* **TASK INSTRUCTIONS**
Every line below between the line holding "the spire ridge ornament" and the line holding "the gothic cathedral facade", inclusive, should be repeated exactly, and all other lines omitted.

--- DATASET EXCERPTS Enclosed Below ---

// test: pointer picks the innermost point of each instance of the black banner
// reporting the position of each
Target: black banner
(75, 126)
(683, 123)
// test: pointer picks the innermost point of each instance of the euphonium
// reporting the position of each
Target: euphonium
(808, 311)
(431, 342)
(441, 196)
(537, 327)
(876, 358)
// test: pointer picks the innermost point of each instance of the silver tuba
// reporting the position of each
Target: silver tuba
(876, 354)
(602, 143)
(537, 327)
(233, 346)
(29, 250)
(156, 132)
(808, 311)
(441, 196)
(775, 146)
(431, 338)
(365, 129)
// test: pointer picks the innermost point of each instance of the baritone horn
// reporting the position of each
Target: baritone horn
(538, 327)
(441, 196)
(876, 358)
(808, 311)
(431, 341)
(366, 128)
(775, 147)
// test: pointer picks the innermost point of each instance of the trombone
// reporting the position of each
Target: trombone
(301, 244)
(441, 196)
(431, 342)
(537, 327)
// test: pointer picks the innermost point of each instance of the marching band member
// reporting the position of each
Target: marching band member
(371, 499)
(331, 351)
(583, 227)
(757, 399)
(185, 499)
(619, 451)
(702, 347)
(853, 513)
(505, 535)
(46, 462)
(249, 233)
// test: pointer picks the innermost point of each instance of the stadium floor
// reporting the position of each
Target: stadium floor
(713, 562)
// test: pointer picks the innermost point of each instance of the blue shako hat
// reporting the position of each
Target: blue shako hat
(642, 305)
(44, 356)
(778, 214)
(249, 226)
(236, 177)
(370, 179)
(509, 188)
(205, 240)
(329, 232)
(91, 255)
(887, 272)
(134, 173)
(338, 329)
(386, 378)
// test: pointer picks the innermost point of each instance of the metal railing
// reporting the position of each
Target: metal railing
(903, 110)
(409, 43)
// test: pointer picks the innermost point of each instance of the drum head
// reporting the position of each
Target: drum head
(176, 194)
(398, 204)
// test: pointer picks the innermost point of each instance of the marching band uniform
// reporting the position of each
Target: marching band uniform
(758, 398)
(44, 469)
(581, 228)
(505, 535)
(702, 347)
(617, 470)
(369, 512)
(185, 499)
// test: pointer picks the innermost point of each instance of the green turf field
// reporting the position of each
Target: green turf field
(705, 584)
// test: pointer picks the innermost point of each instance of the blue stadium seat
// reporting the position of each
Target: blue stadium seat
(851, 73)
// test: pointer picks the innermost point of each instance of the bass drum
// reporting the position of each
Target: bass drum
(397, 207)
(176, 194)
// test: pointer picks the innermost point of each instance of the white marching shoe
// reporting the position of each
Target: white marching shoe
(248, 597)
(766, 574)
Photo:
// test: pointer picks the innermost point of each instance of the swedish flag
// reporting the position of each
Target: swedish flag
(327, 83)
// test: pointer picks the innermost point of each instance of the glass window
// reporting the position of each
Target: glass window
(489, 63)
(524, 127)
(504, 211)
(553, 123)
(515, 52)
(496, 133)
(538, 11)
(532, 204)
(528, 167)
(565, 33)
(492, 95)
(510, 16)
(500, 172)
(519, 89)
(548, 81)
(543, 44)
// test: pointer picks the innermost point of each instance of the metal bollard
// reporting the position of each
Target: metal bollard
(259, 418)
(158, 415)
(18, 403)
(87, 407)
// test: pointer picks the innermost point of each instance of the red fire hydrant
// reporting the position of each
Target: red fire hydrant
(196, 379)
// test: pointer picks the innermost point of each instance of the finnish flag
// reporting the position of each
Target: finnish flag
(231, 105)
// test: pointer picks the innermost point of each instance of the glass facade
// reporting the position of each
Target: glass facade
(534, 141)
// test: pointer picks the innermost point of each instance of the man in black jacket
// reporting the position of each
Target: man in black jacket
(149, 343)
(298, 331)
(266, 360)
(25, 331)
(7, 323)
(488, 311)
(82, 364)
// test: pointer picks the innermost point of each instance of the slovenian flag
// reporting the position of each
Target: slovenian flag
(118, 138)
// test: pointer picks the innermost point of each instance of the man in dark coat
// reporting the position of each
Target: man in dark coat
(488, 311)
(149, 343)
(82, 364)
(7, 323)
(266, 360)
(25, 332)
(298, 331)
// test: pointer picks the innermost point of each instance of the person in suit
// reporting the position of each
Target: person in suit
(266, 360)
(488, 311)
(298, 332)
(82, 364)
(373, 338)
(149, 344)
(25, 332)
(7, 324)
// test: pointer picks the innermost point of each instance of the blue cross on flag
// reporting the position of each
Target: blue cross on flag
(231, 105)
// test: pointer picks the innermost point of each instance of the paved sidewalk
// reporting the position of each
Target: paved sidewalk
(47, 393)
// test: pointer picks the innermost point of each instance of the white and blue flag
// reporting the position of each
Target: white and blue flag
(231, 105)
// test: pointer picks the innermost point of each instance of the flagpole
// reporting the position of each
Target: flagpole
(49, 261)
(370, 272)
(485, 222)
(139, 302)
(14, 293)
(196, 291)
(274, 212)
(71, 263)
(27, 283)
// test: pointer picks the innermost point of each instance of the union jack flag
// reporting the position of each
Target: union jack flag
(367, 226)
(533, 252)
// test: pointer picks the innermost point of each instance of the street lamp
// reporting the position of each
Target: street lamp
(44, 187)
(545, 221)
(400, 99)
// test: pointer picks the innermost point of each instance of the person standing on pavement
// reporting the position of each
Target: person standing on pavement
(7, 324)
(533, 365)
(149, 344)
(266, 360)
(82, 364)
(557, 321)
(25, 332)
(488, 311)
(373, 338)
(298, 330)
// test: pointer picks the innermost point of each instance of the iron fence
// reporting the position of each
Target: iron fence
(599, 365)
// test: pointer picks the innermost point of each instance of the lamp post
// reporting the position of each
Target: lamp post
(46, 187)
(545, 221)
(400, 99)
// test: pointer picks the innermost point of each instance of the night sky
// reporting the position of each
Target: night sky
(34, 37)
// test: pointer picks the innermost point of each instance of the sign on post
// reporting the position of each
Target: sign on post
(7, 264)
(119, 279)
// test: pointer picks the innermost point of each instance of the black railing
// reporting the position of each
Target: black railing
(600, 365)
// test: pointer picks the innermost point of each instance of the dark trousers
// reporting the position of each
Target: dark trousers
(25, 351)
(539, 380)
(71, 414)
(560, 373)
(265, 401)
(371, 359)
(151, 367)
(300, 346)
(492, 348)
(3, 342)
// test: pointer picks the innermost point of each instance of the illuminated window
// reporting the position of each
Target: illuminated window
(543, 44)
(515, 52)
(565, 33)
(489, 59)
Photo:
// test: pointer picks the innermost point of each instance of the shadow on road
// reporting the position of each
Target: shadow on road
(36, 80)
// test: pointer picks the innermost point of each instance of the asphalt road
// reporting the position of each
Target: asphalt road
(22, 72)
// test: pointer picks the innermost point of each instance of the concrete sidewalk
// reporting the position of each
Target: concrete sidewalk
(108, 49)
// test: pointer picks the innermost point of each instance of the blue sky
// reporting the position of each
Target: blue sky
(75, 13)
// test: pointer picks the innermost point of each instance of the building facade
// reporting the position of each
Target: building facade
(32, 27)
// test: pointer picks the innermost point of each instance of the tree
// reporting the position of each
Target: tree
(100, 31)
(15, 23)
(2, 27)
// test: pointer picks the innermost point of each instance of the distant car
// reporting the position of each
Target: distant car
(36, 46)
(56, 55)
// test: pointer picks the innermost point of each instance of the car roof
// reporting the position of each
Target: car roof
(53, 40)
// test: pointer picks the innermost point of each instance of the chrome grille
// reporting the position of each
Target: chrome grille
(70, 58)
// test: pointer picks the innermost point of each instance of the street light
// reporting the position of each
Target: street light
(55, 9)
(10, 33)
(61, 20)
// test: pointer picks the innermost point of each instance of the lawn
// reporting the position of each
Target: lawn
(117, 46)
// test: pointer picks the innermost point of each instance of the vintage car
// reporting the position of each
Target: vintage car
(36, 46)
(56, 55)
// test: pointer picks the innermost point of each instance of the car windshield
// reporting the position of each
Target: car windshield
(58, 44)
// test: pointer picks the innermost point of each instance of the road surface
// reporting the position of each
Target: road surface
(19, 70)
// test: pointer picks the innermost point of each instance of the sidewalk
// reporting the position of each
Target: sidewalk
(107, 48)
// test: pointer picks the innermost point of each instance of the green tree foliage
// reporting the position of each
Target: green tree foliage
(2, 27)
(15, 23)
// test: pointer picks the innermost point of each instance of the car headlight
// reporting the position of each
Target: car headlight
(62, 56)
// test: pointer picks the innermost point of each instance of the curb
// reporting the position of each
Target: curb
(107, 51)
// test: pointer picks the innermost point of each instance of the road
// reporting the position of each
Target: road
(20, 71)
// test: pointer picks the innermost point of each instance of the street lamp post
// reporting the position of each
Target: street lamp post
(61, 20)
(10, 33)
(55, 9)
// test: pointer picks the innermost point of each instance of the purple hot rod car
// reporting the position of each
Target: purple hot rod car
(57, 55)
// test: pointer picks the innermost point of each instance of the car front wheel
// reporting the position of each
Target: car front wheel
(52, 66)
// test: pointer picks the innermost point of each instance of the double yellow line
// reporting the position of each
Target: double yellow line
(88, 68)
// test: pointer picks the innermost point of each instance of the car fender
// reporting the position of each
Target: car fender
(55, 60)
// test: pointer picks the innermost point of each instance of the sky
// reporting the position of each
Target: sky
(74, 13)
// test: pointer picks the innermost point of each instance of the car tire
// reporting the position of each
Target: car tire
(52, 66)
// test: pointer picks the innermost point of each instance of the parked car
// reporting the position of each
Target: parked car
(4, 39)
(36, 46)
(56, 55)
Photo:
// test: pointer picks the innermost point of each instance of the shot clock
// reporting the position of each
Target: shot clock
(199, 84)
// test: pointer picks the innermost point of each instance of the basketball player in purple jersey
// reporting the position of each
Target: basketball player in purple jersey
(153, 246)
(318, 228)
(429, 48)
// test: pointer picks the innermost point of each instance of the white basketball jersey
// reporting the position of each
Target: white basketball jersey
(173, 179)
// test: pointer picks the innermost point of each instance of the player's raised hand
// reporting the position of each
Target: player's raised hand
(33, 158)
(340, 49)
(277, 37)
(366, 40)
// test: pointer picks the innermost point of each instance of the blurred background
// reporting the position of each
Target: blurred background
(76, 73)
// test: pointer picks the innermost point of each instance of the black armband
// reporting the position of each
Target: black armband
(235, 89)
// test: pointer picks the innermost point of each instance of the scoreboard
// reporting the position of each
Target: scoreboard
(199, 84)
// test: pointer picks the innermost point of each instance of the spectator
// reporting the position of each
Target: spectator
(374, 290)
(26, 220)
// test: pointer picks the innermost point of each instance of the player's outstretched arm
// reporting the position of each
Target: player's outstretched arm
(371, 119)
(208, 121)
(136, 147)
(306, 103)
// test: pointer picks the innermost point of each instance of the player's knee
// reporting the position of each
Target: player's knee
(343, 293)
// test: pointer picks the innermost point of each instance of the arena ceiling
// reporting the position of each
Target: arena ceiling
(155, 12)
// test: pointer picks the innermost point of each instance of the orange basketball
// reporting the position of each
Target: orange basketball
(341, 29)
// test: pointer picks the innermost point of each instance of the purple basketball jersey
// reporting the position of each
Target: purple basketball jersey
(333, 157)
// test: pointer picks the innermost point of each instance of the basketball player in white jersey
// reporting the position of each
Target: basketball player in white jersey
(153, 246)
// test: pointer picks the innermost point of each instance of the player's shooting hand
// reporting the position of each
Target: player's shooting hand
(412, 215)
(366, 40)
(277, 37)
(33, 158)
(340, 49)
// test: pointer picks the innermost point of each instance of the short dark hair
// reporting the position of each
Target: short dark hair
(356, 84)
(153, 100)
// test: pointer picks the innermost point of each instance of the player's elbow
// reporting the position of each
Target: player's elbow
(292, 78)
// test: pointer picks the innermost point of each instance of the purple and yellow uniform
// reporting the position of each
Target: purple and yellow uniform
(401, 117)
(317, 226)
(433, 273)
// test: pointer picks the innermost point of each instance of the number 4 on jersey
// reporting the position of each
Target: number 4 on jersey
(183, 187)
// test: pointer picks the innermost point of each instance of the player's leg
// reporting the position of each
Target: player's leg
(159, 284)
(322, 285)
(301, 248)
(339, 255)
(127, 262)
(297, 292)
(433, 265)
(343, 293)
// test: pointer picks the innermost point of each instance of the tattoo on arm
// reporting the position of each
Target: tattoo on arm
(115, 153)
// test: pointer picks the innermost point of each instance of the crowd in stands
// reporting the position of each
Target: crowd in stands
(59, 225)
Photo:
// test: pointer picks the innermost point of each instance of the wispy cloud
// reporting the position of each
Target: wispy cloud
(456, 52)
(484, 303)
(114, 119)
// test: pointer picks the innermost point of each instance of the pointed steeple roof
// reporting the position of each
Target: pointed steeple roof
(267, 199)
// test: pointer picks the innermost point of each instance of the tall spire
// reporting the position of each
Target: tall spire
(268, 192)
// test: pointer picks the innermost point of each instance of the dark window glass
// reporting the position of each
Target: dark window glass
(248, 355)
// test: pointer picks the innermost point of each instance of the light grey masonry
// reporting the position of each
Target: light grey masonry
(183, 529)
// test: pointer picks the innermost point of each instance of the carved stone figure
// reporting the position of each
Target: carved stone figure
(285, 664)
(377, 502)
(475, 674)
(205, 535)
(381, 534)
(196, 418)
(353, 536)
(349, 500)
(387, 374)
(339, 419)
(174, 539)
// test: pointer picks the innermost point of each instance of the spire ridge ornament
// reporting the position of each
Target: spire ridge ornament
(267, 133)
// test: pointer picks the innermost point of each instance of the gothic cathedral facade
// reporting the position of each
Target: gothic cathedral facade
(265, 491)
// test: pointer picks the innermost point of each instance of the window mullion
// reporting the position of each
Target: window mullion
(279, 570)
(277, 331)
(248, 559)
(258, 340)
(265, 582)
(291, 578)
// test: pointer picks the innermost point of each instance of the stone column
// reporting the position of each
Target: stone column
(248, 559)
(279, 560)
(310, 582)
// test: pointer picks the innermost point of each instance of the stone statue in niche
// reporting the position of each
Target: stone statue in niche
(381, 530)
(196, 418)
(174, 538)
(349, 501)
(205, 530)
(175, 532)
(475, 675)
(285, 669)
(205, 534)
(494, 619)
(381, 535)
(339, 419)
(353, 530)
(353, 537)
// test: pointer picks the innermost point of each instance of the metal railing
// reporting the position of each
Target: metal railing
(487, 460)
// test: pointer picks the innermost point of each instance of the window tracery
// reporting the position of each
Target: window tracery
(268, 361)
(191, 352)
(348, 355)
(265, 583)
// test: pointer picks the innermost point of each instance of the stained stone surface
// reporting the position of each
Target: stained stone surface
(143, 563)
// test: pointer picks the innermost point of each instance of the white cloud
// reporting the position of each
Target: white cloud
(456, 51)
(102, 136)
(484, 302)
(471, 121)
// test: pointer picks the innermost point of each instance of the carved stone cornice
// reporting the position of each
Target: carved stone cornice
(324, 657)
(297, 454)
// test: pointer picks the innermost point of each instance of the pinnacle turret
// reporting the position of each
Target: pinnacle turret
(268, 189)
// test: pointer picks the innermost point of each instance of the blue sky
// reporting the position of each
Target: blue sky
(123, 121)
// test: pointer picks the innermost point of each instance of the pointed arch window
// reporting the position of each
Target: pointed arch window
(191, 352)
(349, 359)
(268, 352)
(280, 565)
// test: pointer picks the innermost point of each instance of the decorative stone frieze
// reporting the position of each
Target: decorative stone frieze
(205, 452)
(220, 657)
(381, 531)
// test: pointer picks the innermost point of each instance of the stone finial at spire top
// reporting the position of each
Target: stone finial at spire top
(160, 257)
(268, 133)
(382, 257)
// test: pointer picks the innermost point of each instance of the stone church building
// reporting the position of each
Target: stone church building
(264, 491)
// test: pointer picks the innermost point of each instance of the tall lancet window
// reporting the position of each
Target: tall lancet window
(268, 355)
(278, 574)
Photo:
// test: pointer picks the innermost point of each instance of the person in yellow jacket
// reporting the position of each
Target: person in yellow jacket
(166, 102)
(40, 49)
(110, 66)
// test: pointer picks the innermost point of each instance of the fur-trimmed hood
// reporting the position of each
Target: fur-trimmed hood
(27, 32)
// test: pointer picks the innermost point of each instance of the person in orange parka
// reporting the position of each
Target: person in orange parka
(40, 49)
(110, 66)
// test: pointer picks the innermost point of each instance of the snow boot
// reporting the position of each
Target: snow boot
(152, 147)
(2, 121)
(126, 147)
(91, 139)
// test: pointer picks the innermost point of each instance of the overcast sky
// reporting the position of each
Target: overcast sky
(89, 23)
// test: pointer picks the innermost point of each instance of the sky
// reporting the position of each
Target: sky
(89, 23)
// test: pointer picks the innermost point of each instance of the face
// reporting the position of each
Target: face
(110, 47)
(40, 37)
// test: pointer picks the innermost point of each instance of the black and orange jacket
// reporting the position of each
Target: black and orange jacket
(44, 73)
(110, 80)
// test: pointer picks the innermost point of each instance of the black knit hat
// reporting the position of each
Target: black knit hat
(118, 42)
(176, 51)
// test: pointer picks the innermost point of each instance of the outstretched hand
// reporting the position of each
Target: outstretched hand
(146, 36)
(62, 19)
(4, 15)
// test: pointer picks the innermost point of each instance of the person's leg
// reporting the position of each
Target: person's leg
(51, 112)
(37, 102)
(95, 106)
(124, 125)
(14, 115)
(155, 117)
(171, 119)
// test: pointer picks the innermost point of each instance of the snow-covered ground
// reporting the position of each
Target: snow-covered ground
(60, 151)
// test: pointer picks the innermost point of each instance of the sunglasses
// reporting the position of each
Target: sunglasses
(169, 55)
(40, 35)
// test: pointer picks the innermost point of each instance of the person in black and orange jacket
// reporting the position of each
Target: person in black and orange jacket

--- End of Enclosed DATASET EXCERPTS ---

* **WRITTEN ANSWER**
// test: pointer picks the innermost point of each instance of the spire ridge ornament
// reporting the position of each
Target: spire ridge ornament
(267, 133)
// test: pointer picks the innermost point of each instance of the gothic cathedral facade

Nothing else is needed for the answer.